> [PASSAGE PROVIDED]:
AiNews.com
Posts
Apple's New AI Models Beat Mistral and Hugging Face

Apple's New AI Models Beat Mistral and Hugging Face

Alicia Shapiro
July 22, 2024 • Estimated Reading Time: 5 minutes

Apple's New AI Models Beat Mistral and Hugging Face

As excitement builds around the new GPT-4o-mini, Apple has expanded its lineup of small models. Recently, the Apple research team, part of the DataComp for Language Models project, unveiled a family of open DCLM models on Hugging Face.

Model Details and Performance

This release includes two main models: one with 7 billion parameters and another with 1.4 billion parameters. Both models perform well on benchmarks, particularly the larger one, which has outperformed Mistral-7B and is approaching other leading open models, such as Llama 3 and Gemma. Vaishaal Shankar from the Apple ML team described these as the “best-performing” open-source models available. Notably, the project is truly open source, with the release of model weights, training code, and the pretraining dataset.

DataComp Project Overview

The DataComp project, led by a team of multidisciplinary researchers from Apple, University of Washington, Tel Aviv University, and Toyota Institute of Research, aims to design high-quality datasets for training AI models, especially in the multimodal domain. The project uses a standardized framework with fixed model architectures, training code, hyperparameters, and evaluations to test different data curation strategies for training highly performant models.

Data Curation and Training

The team discovered that model-based filtering, where machine learning models automatically select high-quality data from larger datasets, is crucial for assembling a high-quality training set. To demonstrate this, the resulting dataset, DCLM-Baseline, was used to train the new DCLM decoder-only transformer English language models with 7 billion and 1.4 billion parameters from scratch.

Extracted data entries:
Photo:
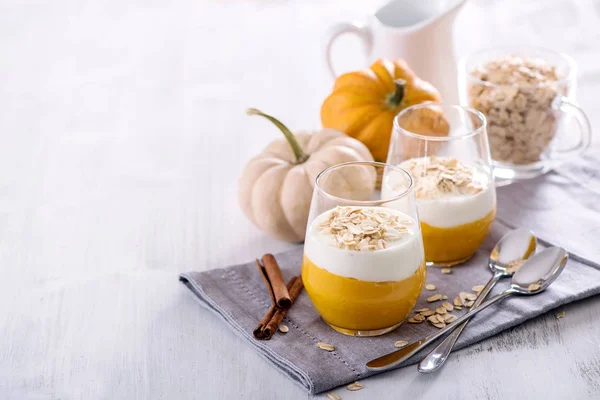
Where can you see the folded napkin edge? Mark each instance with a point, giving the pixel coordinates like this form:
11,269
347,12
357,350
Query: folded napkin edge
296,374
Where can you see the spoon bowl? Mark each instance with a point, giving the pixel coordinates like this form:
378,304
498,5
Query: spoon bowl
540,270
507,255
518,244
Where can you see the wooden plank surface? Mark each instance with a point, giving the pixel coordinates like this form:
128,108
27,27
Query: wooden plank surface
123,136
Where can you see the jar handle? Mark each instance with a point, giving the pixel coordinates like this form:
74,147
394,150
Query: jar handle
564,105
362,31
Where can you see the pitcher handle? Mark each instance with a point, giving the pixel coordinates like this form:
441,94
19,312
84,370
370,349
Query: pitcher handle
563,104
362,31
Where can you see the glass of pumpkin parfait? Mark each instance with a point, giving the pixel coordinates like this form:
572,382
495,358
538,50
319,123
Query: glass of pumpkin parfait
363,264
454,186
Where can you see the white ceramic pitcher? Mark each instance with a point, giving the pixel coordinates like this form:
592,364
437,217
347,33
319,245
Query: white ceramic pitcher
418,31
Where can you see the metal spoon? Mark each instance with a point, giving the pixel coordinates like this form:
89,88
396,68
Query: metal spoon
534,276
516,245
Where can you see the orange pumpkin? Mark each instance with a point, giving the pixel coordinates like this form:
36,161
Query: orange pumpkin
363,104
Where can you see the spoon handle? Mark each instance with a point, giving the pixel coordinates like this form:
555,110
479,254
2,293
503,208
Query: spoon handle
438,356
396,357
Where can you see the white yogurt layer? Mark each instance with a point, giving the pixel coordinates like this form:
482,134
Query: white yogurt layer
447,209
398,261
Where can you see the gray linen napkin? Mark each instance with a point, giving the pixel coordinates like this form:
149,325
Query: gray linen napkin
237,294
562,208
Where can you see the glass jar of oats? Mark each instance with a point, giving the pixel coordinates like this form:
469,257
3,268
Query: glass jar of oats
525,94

---

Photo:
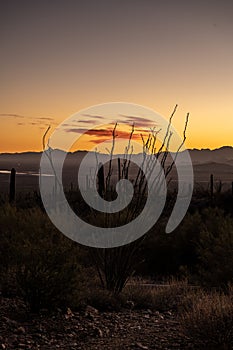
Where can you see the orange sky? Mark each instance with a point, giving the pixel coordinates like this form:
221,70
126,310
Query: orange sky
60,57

> [PROBLEMS AND TASKS]:
- a) Summarize the article on Apple's DCLM models in two sentences.
- b) Go on with the article on Apple's DCLM models from the point where it stops.
The listing is not needed for any of what is asked here.

> [ANSWER SET]:
- a) Apple researchers in the DataComp for Language Models project released open DCLM models on Hugging Face with 7 billion and 1.4 billion parameters; the larger one outperformed Mistral-7B, and the release includes model weights, training code, and the pretraining dataset. The DataComp project uses a standardized framework to test data curation strategies, and the team found model-based filtering crucial, using the resulting DCLM-Baseline dataset to train the new models from scratch.

- b)
Performance Benchmarks

The 7B model, trained on 2.5 trillion tokens using pretraining recipes based on the OpenLM framework, has a 2K context window and delivers 63.7% 5-shot accuracy on MMLU. This represents a 6.6 percentage point improvement compared to MAP-Neo, the previous state-of-the-art in the open-data language model category, while using 40% less compute for training. Its MMLU performance is comparable to leading open models like Mistral-7B-v0.3 (62.7%), Llama3 8B (66.2%), Google’s Gemma (64.3%), and Microsoft’s Phi-3 (69.9%).

A table comparing the performance of various AI models on CORE, MMLU, and EXTENDED benchmarks. The models are divided into two categories: 'Open weights, closed datasets' and 'Open weights, open datasets.' The table includes models such as Llama2, DeepSeek, Mistral-0.3, QWEN-2, Llama3, Gemma, Phi-3, Falcon, OLMo-1.7, MAP-Neo, and Apple's DCLM-7B. Each model's parameters, token count, and benchmark scores for CORE, MMLU, and EXTENDED tasks are listed. Apple's DCLM-7B model, highlighted in the 'Open weights, open datasets' section, shows competitive scores with 56.1 on CORE, 63.7 on MMLU, and 43.6 on EXTENDED

Image Source: Philipp Schmid X Post

Extended Training Results

The model’s performance on Core and Extended benchmarks improved further when the researchers extended its context length to 8K by performing an additional 100B of training using the Dataset Decomposition technique, though the MMLU result remained unchanged. “Our results highlight the importance of dataset design for training language models and offer a starting point for further research on data curation,” the researchers stated in a paper detailing their work on DataComp-LM.

Smaller Model Performance

Similarly, the smaller 1.4B version, trained jointly with Toyota Research Institute on 2.6 trillion tokens, also performs impressively across MMLU, Core, and Extended tests. In the 5-shot MMLU test, it scored 41.9%, significantly higher than other models in its category, including Hugging Face’s recently released SmolLM. The 1.7B version of SmolLM scored 39.97%, while Qwen-1.5B and Phi-1.5B scored 37.87% and 35.90%, respectively.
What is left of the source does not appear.